Set out exactly, line by line, the stretch of data below that begins at the line containing "Target: tree line" and ends at the line containing "Place a marker on every instance of the building", with both ends kept.

Natural-language object grounding data
========
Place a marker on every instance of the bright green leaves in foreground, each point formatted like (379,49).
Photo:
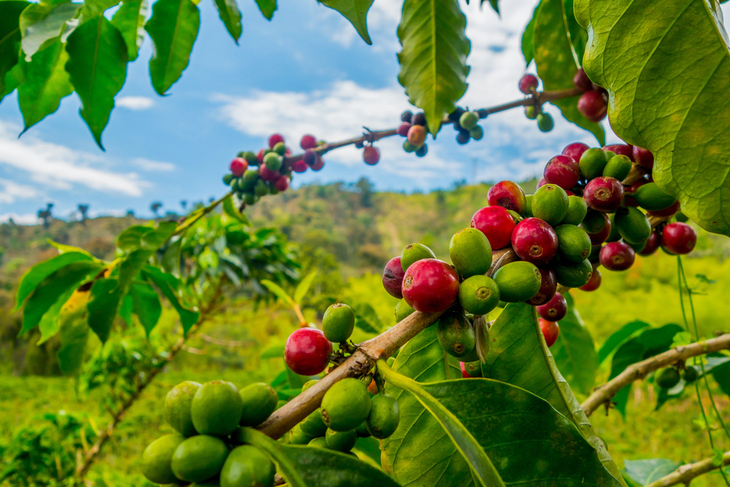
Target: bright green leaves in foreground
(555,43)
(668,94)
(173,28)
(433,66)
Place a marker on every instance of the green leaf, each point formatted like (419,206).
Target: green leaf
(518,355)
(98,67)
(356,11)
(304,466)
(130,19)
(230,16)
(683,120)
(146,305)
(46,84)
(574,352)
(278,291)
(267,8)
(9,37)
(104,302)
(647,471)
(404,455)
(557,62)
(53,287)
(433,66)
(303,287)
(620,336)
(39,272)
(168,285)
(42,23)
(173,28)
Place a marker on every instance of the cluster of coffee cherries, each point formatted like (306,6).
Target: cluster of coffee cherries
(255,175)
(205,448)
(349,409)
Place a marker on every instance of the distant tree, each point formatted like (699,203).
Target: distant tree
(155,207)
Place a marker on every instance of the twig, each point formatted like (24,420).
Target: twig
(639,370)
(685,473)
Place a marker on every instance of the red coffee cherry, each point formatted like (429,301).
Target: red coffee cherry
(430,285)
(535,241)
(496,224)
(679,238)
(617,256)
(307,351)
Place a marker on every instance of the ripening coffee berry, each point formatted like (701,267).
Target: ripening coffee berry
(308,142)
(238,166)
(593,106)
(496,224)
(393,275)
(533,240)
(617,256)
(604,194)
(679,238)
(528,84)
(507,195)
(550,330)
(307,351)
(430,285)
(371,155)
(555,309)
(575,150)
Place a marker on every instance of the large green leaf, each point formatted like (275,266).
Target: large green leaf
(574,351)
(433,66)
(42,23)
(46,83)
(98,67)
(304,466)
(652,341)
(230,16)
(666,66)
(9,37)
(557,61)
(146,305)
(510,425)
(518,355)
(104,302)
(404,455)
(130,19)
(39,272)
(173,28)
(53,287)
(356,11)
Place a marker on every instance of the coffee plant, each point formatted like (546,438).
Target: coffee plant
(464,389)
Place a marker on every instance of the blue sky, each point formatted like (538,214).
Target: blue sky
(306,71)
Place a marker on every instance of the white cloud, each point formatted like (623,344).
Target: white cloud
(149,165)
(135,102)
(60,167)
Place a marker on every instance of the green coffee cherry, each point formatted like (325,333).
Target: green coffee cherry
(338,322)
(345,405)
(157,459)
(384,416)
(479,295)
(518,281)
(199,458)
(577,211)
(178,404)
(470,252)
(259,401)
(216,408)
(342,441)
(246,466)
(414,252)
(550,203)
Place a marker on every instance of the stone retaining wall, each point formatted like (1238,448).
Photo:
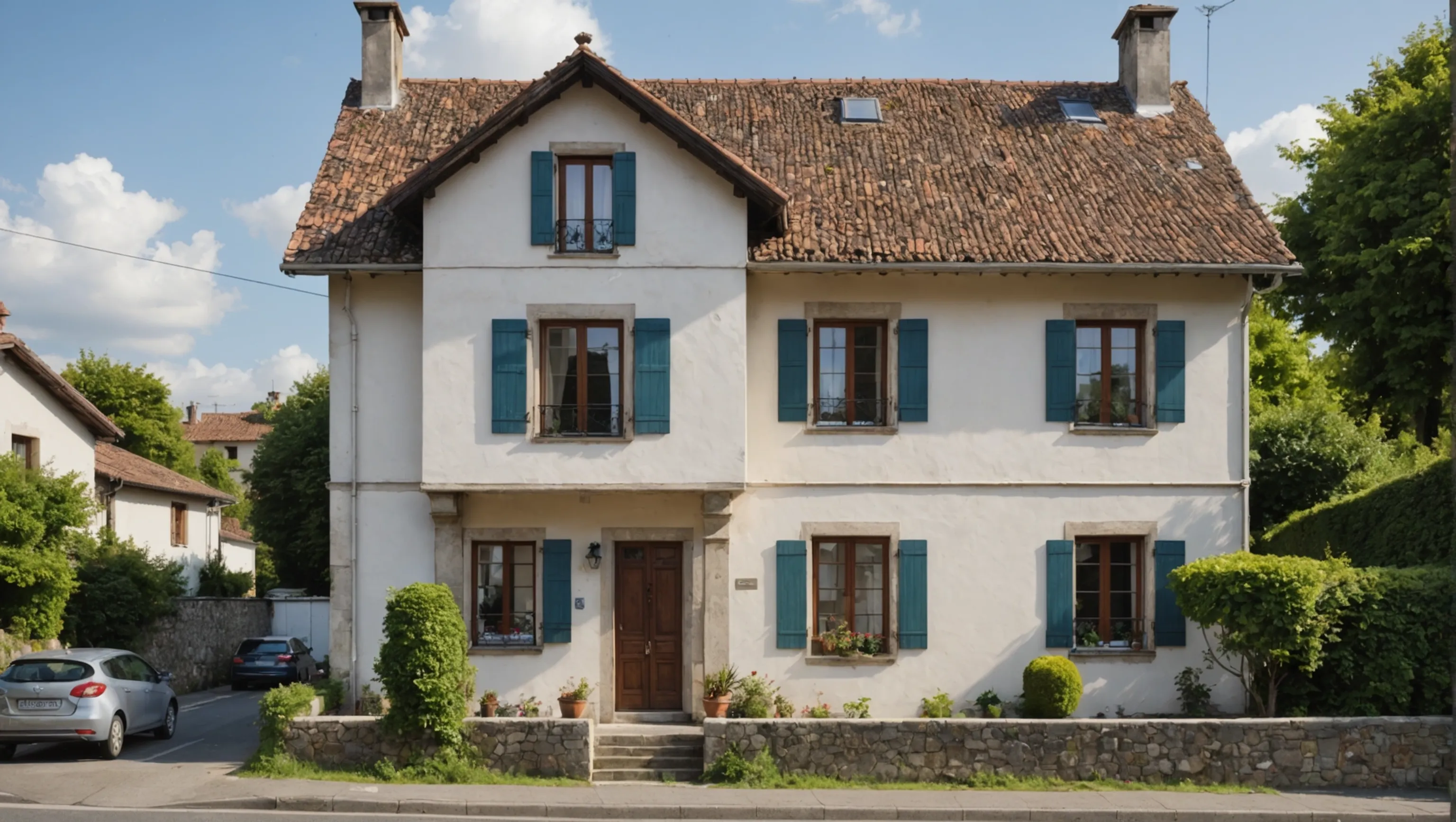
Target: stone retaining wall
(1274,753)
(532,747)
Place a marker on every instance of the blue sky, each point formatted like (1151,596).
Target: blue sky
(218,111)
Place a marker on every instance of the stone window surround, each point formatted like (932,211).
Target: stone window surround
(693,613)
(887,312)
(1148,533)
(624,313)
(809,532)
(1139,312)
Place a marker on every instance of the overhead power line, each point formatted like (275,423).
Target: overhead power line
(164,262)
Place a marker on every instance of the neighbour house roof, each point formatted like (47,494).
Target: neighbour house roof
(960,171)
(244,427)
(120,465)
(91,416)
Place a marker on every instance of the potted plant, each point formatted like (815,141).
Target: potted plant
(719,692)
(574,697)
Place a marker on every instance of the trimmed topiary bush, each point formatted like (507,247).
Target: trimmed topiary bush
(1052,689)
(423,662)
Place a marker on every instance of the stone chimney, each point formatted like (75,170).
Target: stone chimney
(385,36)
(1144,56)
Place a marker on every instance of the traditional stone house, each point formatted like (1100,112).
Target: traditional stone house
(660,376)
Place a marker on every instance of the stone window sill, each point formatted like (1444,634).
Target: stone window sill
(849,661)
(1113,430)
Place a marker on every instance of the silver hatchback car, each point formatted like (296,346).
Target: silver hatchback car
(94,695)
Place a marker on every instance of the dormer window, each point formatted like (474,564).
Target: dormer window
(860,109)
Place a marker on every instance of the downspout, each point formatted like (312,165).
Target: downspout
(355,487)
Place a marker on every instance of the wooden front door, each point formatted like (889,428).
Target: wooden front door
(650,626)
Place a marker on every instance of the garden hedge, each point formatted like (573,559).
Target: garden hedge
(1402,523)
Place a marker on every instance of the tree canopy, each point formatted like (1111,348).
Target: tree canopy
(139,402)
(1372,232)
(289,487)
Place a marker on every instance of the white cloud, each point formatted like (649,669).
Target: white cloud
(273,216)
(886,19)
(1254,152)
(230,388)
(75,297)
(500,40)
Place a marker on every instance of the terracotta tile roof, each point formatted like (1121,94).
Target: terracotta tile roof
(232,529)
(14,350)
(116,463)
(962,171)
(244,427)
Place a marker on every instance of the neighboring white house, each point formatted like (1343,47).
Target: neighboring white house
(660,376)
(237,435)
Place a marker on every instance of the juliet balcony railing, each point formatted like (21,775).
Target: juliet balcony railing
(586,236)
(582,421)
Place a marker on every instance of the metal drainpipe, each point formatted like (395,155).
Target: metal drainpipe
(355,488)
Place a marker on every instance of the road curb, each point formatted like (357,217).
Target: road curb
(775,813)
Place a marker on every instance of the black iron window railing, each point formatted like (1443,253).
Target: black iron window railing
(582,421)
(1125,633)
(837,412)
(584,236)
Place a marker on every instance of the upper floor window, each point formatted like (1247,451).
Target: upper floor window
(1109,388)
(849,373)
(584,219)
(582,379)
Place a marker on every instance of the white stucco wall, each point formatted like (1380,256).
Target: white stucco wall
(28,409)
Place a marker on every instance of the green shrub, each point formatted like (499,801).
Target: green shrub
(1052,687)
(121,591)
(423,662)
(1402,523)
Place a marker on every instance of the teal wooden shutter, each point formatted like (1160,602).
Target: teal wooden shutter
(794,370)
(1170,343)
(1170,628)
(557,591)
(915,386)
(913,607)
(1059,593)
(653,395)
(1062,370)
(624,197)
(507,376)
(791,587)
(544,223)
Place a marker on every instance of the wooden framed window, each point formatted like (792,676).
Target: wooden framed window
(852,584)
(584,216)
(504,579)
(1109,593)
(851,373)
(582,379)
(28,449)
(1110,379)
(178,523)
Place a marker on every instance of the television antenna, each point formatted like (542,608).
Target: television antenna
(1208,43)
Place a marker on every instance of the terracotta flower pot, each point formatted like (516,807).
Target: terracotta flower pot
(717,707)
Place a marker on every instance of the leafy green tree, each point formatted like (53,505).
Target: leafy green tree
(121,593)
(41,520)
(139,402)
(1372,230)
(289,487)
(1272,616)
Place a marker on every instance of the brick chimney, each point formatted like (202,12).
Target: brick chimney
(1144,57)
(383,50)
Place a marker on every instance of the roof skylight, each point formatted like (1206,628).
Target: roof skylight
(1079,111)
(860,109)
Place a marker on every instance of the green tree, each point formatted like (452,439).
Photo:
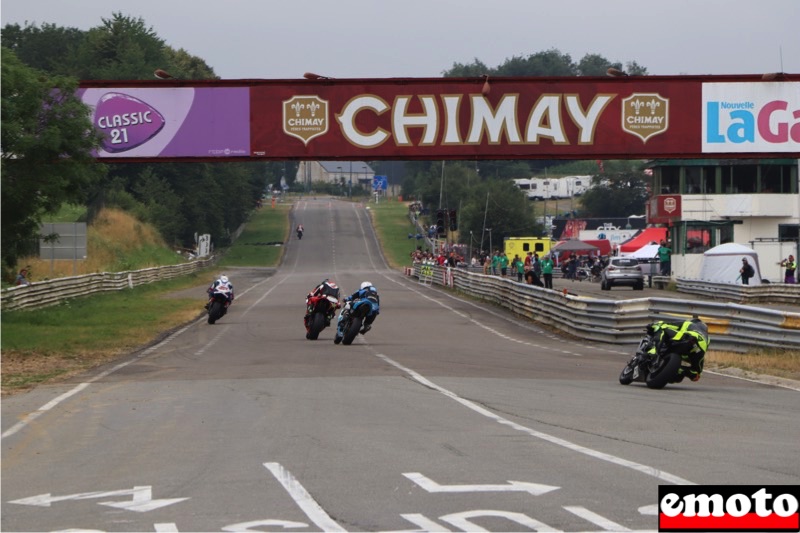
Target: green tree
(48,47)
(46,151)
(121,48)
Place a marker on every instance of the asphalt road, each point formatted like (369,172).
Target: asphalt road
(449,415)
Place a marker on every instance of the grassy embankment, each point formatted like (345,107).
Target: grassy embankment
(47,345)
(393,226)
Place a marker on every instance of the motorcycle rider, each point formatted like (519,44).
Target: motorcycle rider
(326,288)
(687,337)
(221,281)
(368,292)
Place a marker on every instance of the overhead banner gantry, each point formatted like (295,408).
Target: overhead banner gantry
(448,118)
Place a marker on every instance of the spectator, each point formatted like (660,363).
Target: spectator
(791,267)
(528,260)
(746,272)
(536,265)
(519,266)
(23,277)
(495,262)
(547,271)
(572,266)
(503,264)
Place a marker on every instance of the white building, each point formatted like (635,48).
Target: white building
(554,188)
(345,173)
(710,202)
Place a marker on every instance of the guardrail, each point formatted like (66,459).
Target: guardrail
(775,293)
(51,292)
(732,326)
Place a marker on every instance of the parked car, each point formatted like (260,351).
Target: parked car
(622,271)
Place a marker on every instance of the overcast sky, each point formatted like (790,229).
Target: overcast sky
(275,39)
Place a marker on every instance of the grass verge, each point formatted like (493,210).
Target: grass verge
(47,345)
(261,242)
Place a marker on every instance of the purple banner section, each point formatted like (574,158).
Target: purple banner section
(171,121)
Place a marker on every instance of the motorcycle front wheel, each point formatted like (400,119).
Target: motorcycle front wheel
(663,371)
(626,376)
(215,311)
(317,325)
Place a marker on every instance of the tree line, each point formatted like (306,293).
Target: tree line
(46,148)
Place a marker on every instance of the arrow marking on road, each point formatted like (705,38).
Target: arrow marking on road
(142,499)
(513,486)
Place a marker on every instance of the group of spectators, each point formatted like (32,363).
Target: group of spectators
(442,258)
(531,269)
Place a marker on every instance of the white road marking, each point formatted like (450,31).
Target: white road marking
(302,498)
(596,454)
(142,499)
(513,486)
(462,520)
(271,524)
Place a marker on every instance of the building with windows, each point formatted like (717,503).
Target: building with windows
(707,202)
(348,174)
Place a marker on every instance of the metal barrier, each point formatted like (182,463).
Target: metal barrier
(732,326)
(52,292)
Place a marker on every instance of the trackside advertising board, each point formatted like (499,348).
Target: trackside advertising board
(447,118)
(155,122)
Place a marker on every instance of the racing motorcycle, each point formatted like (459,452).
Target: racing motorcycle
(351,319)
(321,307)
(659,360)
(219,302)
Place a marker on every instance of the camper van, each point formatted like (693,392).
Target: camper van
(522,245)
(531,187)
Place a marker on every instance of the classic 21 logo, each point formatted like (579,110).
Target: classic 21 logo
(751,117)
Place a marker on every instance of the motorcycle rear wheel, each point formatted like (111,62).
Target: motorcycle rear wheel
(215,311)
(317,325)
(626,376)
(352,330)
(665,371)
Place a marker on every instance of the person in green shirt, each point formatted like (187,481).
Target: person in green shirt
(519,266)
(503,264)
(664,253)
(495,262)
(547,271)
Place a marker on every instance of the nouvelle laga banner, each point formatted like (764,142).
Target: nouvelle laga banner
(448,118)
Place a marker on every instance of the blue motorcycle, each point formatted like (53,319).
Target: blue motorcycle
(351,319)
========
Reply
Target: tree line
(46,148)
Place a marker on every instance of the arrow marking on road, each point formatted like (705,38).
Target: arrow marking on road
(142,499)
(513,486)
Place a marker on every instance of the group of spectators, each point formatted like (32,363).
Target: group of spectators
(442,258)
(531,269)
Place a marker on every instance of the white road marking, each point formatted like (450,31).
Target: white road marking
(302,498)
(596,454)
(142,499)
(513,486)
(462,520)
(271,524)
Place a marker on every instance of the building with windows, each point formatted like (717,503).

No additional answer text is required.